— Start Records for this task —

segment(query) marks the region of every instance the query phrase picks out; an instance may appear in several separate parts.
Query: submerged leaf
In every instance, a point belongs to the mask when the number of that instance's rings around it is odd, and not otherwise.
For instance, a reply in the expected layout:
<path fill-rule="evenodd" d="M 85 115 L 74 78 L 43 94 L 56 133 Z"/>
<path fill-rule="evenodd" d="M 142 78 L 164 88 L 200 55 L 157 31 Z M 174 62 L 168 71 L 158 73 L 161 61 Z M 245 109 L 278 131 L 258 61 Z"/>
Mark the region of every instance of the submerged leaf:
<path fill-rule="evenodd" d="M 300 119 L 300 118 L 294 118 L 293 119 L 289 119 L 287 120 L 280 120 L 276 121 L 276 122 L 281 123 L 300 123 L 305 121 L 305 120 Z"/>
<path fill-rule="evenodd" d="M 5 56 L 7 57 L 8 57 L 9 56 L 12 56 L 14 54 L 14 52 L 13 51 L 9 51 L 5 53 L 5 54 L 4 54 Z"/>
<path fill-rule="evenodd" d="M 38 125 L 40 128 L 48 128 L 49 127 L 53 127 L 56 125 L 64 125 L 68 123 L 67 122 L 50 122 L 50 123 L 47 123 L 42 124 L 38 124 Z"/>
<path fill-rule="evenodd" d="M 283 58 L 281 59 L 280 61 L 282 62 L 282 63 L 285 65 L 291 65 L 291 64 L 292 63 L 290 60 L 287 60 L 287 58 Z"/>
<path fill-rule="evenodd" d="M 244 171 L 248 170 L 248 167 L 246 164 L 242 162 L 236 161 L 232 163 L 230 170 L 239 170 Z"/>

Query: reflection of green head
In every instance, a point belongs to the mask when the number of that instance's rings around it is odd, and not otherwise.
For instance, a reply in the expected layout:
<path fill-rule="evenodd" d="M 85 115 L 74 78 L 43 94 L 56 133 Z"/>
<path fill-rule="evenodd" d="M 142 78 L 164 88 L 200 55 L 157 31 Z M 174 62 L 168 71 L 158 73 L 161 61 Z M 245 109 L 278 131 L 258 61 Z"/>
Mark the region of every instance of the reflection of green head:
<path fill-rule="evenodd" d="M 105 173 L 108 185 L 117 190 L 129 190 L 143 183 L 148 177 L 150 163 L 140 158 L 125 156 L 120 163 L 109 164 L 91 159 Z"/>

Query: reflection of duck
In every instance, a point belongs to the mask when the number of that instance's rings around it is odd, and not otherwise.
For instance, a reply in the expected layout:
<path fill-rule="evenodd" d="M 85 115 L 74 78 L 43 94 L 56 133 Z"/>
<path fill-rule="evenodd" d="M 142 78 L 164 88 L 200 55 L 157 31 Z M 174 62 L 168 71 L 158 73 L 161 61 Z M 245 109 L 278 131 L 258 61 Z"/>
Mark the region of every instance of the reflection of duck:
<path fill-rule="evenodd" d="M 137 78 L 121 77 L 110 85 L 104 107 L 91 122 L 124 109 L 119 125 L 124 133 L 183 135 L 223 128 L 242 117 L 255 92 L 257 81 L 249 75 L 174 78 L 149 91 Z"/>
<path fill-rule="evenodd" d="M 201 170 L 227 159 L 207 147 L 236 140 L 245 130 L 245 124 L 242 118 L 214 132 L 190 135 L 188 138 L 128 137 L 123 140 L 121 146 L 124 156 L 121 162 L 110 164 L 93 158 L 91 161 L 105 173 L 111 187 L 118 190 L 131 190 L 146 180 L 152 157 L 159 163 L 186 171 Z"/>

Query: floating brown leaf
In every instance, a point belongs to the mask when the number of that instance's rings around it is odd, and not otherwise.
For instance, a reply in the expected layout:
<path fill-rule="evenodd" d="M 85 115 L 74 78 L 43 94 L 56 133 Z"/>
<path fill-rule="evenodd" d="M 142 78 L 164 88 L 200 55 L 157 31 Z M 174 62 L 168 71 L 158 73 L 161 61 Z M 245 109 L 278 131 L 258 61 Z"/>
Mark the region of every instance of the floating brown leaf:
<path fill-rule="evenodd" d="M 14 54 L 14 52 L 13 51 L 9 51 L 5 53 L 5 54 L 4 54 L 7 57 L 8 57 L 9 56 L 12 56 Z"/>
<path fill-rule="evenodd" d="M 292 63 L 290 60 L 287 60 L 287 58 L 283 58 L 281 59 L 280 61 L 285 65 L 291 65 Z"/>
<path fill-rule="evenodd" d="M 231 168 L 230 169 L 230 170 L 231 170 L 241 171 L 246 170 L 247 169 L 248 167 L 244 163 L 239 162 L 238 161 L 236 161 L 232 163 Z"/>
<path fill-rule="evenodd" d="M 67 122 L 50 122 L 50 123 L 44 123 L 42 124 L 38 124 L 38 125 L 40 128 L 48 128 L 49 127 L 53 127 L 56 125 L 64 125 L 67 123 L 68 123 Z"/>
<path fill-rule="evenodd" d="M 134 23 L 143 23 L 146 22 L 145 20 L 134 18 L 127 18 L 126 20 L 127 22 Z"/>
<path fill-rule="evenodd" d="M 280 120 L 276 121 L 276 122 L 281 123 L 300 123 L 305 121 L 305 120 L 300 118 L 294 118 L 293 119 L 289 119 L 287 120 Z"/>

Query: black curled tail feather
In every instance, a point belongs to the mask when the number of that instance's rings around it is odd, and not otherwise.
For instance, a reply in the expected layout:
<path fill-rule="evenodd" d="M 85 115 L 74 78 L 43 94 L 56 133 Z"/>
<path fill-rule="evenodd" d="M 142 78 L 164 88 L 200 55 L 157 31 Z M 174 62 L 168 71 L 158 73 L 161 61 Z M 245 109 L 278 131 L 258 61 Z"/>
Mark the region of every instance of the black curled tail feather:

— End Records for this task —

• To do:
Rename "expected layout" to "required format" everywhere it occurs in the rows above. Reproduce all the rows with nothing else changed.

• Output for this exercise:
segment(query) marks the region of every instance the query phrase picks out; an instance may appear in several separate parts.
Query: submerged leaf
In every instance, a point belongs to the mask when the number of that instance's rings around it is odd, and not otherwise.
For instance, a reply in the required format:
<path fill-rule="evenodd" d="M 85 115 L 74 78 L 43 94 L 56 133 Z"/>
<path fill-rule="evenodd" d="M 142 78 L 164 88 L 200 55 L 157 31 Z M 174 62 L 168 71 L 158 73 L 161 61 Z M 245 109 L 278 131 L 258 61 Z"/>
Mark the region of every instance of the submerged leaf:
<path fill-rule="evenodd" d="M 300 119 L 300 118 L 294 118 L 293 119 L 289 119 L 287 120 L 280 120 L 276 121 L 276 122 L 281 123 L 300 123 L 305 121 L 305 120 Z"/>
<path fill-rule="evenodd" d="M 5 56 L 7 57 L 8 57 L 9 56 L 12 56 L 14 54 L 14 52 L 13 51 L 9 51 L 5 53 L 5 54 L 4 54 Z"/>
<path fill-rule="evenodd" d="M 38 125 L 40 128 L 48 128 L 49 127 L 53 127 L 56 125 L 64 125 L 68 123 L 67 122 L 50 122 L 50 123 L 47 123 L 42 124 L 38 124 Z"/>
<path fill-rule="evenodd" d="M 283 58 L 281 59 L 280 61 L 282 62 L 282 63 L 285 65 L 291 65 L 291 64 L 292 63 L 290 60 L 287 60 L 287 58 Z"/>
<path fill-rule="evenodd" d="M 244 171 L 248 170 L 248 167 L 246 164 L 242 162 L 236 161 L 232 163 L 230 170 L 239 170 Z"/>

Query: reflection of green head
In every instance, a point belongs to the mask when the number of that instance's rings around it is odd, and not otherwise.
For instance, a reply in the required format:
<path fill-rule="evenodd" d="M 85 115 L 74 78 L 43 94 L 56 133 Z"/>
<path fill-rule="evenodd" d="M 142 78 L 164 88 L 200 55 L 157 31 Z M 174 62 L 168 71 L 158 73 L 161 61 Z M 245 109 L 278 131 L 258 61 Z"/>
Mark the region of every instance of the reflection of green head:
<path fill-rule="evenodd" d="M 105 173 L 108 185 L 117 190 L 129 190 L 143 183 L 148 177 L 150 163 L 140 158 L 125 156 L 120 163 L 109 164 L 91 159 Z"/>

Query: reflection of duck
In every instance, a point belongs to the mask when the number of that instance's rings around it is odd, and not otherwise.
For instance, a reply in the required format:
<path fill-rule="evenodd" d="M 85 115 L 74 78 L 43 94 L 56 133 Z"/>
<path fill-rule="evenodd" d="M 142 78 L 164 88 L 200 55 L 157 31 Z M 174 62 L 168 71 L 158 73 L 161 61 Z M 245 109 L 278 131 L 258 61 Z"/>
Mark the region of every instance of the reflection of duck:
<path fill-rule="evenodd" d="M 137 78 L 121 77 L 110 85 L 104 107 L 91 122 L 124 109 L 119 125 L 124 133 L 183 135 L 223 128 L 242 117 L 255 92 L 257 81 L 249 75 L 174 78 L 149 91 Z"/>
<path fill-rule="evenodd" d="M 201 170 L 227 159 L 207 147 L 236 140 L 245 130 L 245 124 L 242 118 L 214 132 L 190 135 L 188 138 L 128 137 L 123 140 L 121 146 L 124 156 L 121 162 L 110 164 L 93 158 L 91 161 L 105 173 L 111 187 L 118 190 L 131 190 L 146 180 L 152 157 L 159 163 L 186 171 Z"/>

Query: floating brown leaf
In every instance, a point belongs to the mask when the number of that instance's rings around it is odd, and not otherwise.
For instance, a reply in the required format:
<path fill-rule="evenodd" d="M 85 115 L 74 78 L 43 94 L 56 133 Z"/>
<path fill-rule="evenodd" d="M 142 78 L 164 88 L 200 55 L 157 31 Z M 174 62 L 168 71 L 158 73 L 161 61 Z M 245 109 L 278 131 L 258 61 Z"/>
Mark the region of every instance of the floating brown leaf:
<path fill-rule="evenodd" d="M 14 54 L 14 52 L 13 51 L 9 51 L 5 53 L 5 54 L 4 54 L 7 57 L 8 57 L 9 56 L 12 56 Z"/>
<path fill-rule="evenodd" d="M 292 63 L 290 60 L 287 60 L 287 58 L 283 58 L 281 59 L 280 61 L 285 65 L 291 65 Z"/>
<path fill-rule="evenodd" d="M 231 168 L 230 169 L 230 170 L 231 170 L 241 171 L 246 170 L 247 169 L 248 167 L 244 163 L 239 162 L 238 161 L 236 161 L 232 163 Z"/>
<path fill-rule="evenodd" d="M 67 122 L 50 122 L 50 123 L 44 123 L 42 124 L 38 124 L 38 125 L 40 128 L 48 128 L 49 127 L 53 127 L 56 125 L 64 125 L 67 123 L 68 123 Z"/>
<path fill-rule="evenodd" d="M 134 23 L 143 23 L 146 22 L 145 20 L 134 18 L 127 18 L 126 20 L 127 22 Z"/>
<path fill-rule="evenodd" d="M 280 120 L 276 121 L 276 122 L 281 123 L 300 123 L 305 121 L 305 120 L 300 118 L 294 118 L 293 119 L 289 119 L 287 120 Z"/>

Query: black curled tail feather
In every instance, a point belongs to the mask when the number of that instance's rings around it is odd, and not otherwise.
For instance, a reply in the required format:
<path fill-rule="evenodd" d="M 85 115 L 74 78 L 43 94 L 56 133 Z"/>
<path fill-rule="evenodd" d="M 142 78 L 164 88 L 200 55 L 157 31 Z M 174 62 L 168 71 L 158 73 L 161 61 Z M 245 109 L 278 131 L 258 61 Z"/>
Mark the region of every instance of the black curled tail feather:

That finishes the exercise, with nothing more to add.